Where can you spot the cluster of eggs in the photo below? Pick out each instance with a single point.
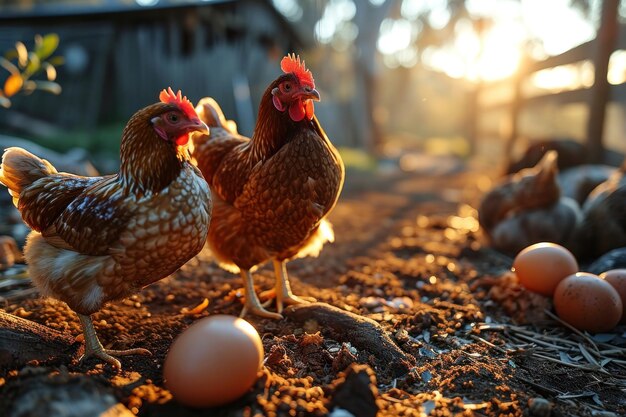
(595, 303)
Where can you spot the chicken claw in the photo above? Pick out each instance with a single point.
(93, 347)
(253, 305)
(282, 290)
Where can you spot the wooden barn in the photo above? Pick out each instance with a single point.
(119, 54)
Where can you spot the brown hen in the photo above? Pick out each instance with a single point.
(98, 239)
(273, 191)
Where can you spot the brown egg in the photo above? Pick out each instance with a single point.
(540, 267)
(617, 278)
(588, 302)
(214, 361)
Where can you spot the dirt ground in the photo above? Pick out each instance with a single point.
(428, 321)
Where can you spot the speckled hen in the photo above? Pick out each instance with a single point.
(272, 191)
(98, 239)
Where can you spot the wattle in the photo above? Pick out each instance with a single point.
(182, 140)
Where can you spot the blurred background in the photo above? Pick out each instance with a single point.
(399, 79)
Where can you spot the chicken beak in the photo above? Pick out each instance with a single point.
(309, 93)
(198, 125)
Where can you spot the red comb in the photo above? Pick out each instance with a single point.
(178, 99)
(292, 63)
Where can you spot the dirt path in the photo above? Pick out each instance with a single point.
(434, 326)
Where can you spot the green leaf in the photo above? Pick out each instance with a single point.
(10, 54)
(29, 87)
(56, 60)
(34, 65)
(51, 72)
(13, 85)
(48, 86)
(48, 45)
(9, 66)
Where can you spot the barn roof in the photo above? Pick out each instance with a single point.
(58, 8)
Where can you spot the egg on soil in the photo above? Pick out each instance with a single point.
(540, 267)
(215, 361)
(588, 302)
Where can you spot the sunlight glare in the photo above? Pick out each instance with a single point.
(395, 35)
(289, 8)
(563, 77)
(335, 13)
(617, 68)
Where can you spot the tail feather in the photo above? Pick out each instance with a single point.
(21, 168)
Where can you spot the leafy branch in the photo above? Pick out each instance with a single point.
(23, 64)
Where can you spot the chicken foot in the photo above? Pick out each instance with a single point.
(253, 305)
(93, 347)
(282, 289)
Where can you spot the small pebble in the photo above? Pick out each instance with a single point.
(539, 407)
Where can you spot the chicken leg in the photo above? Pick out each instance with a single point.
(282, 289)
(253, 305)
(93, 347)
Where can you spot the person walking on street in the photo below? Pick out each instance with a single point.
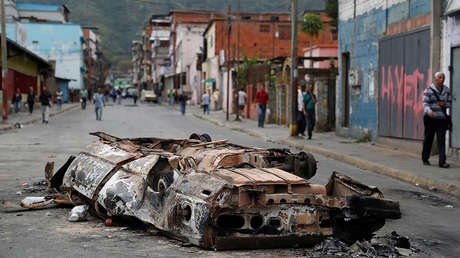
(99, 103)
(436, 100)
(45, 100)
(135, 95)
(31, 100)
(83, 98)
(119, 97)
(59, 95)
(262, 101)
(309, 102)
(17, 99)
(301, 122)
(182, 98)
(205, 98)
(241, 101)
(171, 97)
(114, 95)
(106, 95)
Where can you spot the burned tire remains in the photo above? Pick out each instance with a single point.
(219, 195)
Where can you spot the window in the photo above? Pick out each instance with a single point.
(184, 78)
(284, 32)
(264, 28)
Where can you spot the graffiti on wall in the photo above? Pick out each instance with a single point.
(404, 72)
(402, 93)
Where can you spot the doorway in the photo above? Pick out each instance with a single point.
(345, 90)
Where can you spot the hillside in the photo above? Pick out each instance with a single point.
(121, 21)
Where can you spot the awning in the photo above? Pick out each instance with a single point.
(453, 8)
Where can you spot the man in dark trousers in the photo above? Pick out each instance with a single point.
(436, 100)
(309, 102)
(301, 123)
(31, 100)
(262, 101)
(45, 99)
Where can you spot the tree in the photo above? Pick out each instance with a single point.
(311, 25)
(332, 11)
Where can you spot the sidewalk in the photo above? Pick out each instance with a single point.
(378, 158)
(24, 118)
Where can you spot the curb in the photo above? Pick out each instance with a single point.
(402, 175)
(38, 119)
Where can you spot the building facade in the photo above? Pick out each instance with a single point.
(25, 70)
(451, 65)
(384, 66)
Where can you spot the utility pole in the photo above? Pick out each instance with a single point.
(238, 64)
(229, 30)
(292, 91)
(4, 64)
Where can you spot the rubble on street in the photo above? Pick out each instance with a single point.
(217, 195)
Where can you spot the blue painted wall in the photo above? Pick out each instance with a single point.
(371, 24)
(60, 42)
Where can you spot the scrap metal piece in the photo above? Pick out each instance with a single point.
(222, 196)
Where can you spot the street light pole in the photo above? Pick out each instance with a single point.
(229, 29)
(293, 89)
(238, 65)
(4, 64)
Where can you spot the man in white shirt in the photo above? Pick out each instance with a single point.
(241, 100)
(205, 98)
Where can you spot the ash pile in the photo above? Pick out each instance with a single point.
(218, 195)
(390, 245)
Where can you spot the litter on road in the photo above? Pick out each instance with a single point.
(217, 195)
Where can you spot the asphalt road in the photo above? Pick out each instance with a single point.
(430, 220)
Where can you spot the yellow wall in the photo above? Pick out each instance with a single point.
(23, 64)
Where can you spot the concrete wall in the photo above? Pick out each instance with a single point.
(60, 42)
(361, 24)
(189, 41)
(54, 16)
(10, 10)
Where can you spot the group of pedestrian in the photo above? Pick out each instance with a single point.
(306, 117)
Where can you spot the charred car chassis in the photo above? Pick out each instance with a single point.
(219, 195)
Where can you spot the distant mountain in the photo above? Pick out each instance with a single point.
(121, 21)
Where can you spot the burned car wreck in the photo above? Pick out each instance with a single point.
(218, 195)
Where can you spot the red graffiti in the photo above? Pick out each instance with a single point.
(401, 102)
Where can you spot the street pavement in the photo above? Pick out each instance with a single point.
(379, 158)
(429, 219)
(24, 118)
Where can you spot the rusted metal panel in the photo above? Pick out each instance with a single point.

§ Task to complete
The pictures should be dropped, and every line above should be set down again exactly.

§ Response
Where can you spot the cluster of eggs in the photo below? Pick out each instance with a single point.
(595, 303)
Where can you spot the chicken claw in the photo above? Pick out each instance with a single point.
(93, 347)
(253, 305)
(282, 290)
Where can you spot the wooden barn in the photo above? Pick out each instance with a single point.
(119, 54)
Where can you spot the brown hen in the photo above? Pick out each instance with a single point.
(98, 239)
(273, 191)
Where can you spot the brown egg in the photo above? Pick out each instance with a single point.
(540, 267)
(617, 278)
(588, 302)
(214, 361)
Where can you spot the dirt ground in the photo above? Pick out each instance with a single point.
(428, 321)
Where can you spot the speckled hen in the photo above? Pick out each instance with a single point.
(272, 191)
(98, 239)
Where can you spot the wattle in the photo above? Pick out each instance with a single point.
(182, 140)
Where can you spot the blurred background in the photo above? Pick out each instance with a single point.
(399, 79)
Where can you spot the chicken beak in the photo above? Pick out each instance with a single point.
(309, 93)
(198, 125)
Where can you spot the red comb in the photo above? Pick out each instance with a single point.
(178, 99)
(292, 63)
Where can you spot the dirt path in the photo above? Pick out each instance with a single point.
(434, 326)
Where can you spot the green leaf in the photo above? Pick out each instance with a single point.
(10, 54)
(29, 87)
(56, 60)
(34, 65)
(51, 72)
(13, 85)
(48, 86)
(48, 45)
(9, 66)
Where can you spot the barn roof in the photo above? Pick out each instance with a single point.
(58, 8)
Where can you spot the egg on soil in the photo above? Pick out each instance with a single point.
(540, 267)
(215, 361)
(588, 302)
Where can you spot the sunlight glare in the photo above? Pick out each instance with a single point.
(395, 35)
(289, 8)
(563, 77)
(335, 13)
(617, 68)
Where can you spot the tail feather in the photo above? Pick out each instance with a single point.
(21, 168)
Where can you spot the leafy branch in the photo above? Pick out each instance with a single point.
(23, 64)
Where can you spot the chicken foot in the photo above? Pick out each instance with a single point.
(253, 305)
(93, 347)
(282, 289)
Where can you spot the small pebble in the photo above? Pick out each instance with a single point.
(539, 407)
Where can you spot the chicken leg in the photo above? Pick out each instance with a single point.
(282, 289)
(253, 305)
(93, 347)
Where can you spot the person walking on street in the photo below? Pick out each instance with a single point.
(99, 103)
(436, 100)
(45, 100)
(135, 95)
(31, 100)
(83, 98)
(119, 97)
(59, 95)
(262, 101)
(309, 102)
(17, 99)
(301, 122)
(182, 98)
(205, 98)
(241, 101)
(171, 97)
(114, 95)
(106, 95)
Where can you spot the burned tire remains in the photo above? Pick out each instance with a single point.
(219, 195)
Where can you spot the window in the photo above? Pick out each instance with a single point.
(184, 78)
(284, 32)
(264, 28)
Where can you spot the graffiti on wall in the photo above? Pick out each instance with a single point.
(404, 72)
(402, 93)
Where can you spot the doorway in the photo above? Pick out each instance with a single point.
(345, 90)
Where can you spot the hillside in the photo above? Pick out each instance with a single point.
(121, 21)
Where can you spot the awning in the photo above? Pick out each instance with a single point.
(453, 8)
Where can you spot the man in dark trousers in the photo above? Pick out each instance with a single point.
(436, 100)
(309, 102)
(301, 123)
(31, 100)
(262, 101)
(45, 99)
Where can you spot the tree in the photo above? Pick out each instance with a single point.
(311, 25)
(332, 11)
Where can you spot the sidewalk in the photo above? Pick out each instance with a single point.
(378, 158)
(24, 118)
Where can you spot the curb in the photo above? Pick out each instance with a single point.
(402, 175)
(38, 119)
Where can you spot the building facade in the photo above? Pick out each instance with a single point.
(25, 70)
(451, 65)
(384, 66)
Where can you spot the utility pole in the photo above? Pick out each instance with a single point.
(238, 64)
(229, 30)
(292, 91)
(4, 64)
Where can you spot the rubble on street in the photo above? Pick out each instance with a single point.
(217, 195)
Where can you spot the blue painted wall in the photo above? Pick out each instance with a single point.
(371, 24)
(60, 42)
Where can you spot the scrap metal piece in the photo above? Pick out each instance with a single point.
(222, 196)
Where can you spot the street light pole in the photo above? Pick out each instance with a single point.
(229, 29)
(293, 89)
(238, 65)
(4, 64)
Where can you spot the man in white shirt in the photo above? Pick out each instance with a single point.
(241, 100)
(205, 98)
Where can you spot the ash pile in the photo above? Pick out each instance with a single point.
(218, 195)
(390, 245)
Where can you spot the litter on road in the photo above? Pick out each instance with a single point.
(217, 195)
Where can you spot the asphalt road in the photo above? Pick out each instance with a single point.
(430, 220)
Where can you spot the yellow wall in the photo above? Pick out each instance with a single point.
(23, 64)
Where can you spot the concrete wall in the photo above? Pick out each instance with a single point.
(60, 42)
(361, 24)
(189, 41)
(54, 16)
(10, 10)
Where can you spot the group of pedestrian in the photo above? Pick out each instance with a single point.
(306, 117)
Where can you spot the charred car chassis in the photo above? Pick out each instance with a single point.
(219, 195)
Where can you spot the distant mountain in the photo above? Pick out each instance with a single point.
(121, 21)
Where can you spot the burned car wreck in the photo above? Pick out each instance with a single point.
(218, 195)
Where can you spot the red graffiti in the photo above? Pick out each instance with a single point.
(401, 102)
Where can you spot the street pavement in the photo above? Pick out each instance with a single point.
(379, 158)
(429, 219)
(24, 118)
Where can you spot the rusted metal panel in the photo above? Pick out each instance with a single point.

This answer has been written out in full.